Document
______________________________

In the climate of fear and suspicion following September 11, some Somalis are reluctant to use the transfer agents that remain open, for fear of being accused of terrorism by the US. The images of prisoners held in Camp X-Ray have struck fear into the hearts of many, who think that they could be held indefinitely without trial, possibly tortured, and probably never heard from again. The flurry of unsubstantiated accusations and heavy-handed reaction this last year has left Islamic communities all over the world wary of association with anything that has come under US investigation.

Many Somalis living in the US have asked their friends and family not to contact them, to avoid suspicion of being in league with "terrorists". The fear that the victims of this war will be the innocent is strong all over the globe.

In the capital Mogadishu, sentiment towards America is far from sympathetic. The memory of the US's 1993 hunt for the warlord General Aideed still burns because almost everyone has lost a family member or a limb in the bombing. Now those who had previously never heard of al-Quaeda, or cared about religious fundamentalism, have come to see it as symbolic of resistance to their American oppressors. In this sense at least, the international crackdown has backfired.

The new government, recently installed after 10 years of complete and utter anarchy under battling warlords, has a big job ahead of it. Rubbish stays wherever it is left as there is no waste system. The water supply has effectively been "privatized"- by people with guns. Even for the few who can afford it, there is no electricity after 10 pm. The cost of everything is extortionate. Healthcare is carried out on obsolete equipment by exhausted staff. Doctors are forced to either secretly treat people for free, or turn sick people with no money away. Parts of the country are still controlled by warlords. Farmers fear their crops will be stolen and so are reluctant to plant. And now with the major source of income in the country stopped, the informal employment infrastructure surrounding food and services is drying up too.

______________________________

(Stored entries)
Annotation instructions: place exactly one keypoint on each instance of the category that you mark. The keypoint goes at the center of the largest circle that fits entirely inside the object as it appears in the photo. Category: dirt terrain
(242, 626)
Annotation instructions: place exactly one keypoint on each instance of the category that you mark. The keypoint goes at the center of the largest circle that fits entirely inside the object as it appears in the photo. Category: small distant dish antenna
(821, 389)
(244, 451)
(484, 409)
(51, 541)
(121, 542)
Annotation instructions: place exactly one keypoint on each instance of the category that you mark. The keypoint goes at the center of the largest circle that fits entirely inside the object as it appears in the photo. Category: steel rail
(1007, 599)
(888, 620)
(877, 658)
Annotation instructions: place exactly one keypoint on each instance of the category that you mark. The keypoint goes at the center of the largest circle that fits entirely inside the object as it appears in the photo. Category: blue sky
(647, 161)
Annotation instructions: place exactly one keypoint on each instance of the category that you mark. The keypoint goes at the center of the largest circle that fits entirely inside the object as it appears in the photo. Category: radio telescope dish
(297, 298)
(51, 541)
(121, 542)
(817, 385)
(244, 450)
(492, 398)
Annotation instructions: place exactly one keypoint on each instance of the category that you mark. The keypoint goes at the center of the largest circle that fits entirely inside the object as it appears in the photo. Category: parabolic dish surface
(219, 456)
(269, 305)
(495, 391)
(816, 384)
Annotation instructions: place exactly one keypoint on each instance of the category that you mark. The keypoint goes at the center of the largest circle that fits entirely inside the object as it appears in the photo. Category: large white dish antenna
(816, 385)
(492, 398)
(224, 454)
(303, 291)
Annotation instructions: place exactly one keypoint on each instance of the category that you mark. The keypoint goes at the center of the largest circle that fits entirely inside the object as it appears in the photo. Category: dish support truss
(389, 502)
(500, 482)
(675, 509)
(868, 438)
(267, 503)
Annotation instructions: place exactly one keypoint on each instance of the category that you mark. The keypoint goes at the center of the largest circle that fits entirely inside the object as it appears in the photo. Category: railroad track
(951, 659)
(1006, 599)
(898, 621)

______________________________

List of tasks
a) State how many rows contain the string "antenna", treating uppercase and lowercase as different, and give only the number.
b) Pick up the Somalia piece where it stops and continue writing it.
These rows are unrelated to the Somalia piece.

Results by task
a) 2

b)
This summer Mulki Omar, mother of eight, returned to Somalia after living in North London for 12 years. The city and home she saw was unrecognizable. During the 1993 US bombing, her family home was reduced to rubble, and her sister blown apart. In her dying moments, her sister asked the family not to risk their lives by venturing outside into the bombing to find a doctor or to bury her. Islam requires the body to be buried within 24 hours of death. So she was buried by the front door of the house, and she remains there as a constant reminder to the family. Theirs was one of the few houses rebuilt after the bombing. But much of Mogadishu has remained as rubble for nine years.

Their family has been badly affected by the closure of the hawalas. The money she usually sends to her father no longer arrives, and his bank account has been frozen. "My father gave his bank card to his granddaughter to play with." She says. "He doesn't believe he will see his money ever again."

Among Mogadishans whom she spoke to, there was agreement that the last year has seen lawlessness return to the streets with a vengeance. Even during the years of anarchy, Islamic law, or Sharia, was implemented by the people in the absence of any formal judiciary or police. Sentences were passed by the people according to Islam, and crimes were punished. A sense of order was able to establish itself.

But with the arrival of an ineffective interim government, and US pressure to crush anything of a strongly Islamic nature, the Sharia law has disappeared. And nothing has replaced it. Now muggings, killings and kidnappings are on the rise, and once again people fear to go out onto the streets.

Islam has been linked to terrorism by Western powers, yet at the same time it is associated with peace, law and order by Muslims. This has served to confuse many Somalis. Puzzled people asked Mulki questions such as "What is terrorism? Who is a terrorist? Is al-Quaeda in London? Is it in your house?" The word "terrorism" is increasingly being misunderstood and misused, to the extent that those who identify with Islam might wonder if they too are terrorists.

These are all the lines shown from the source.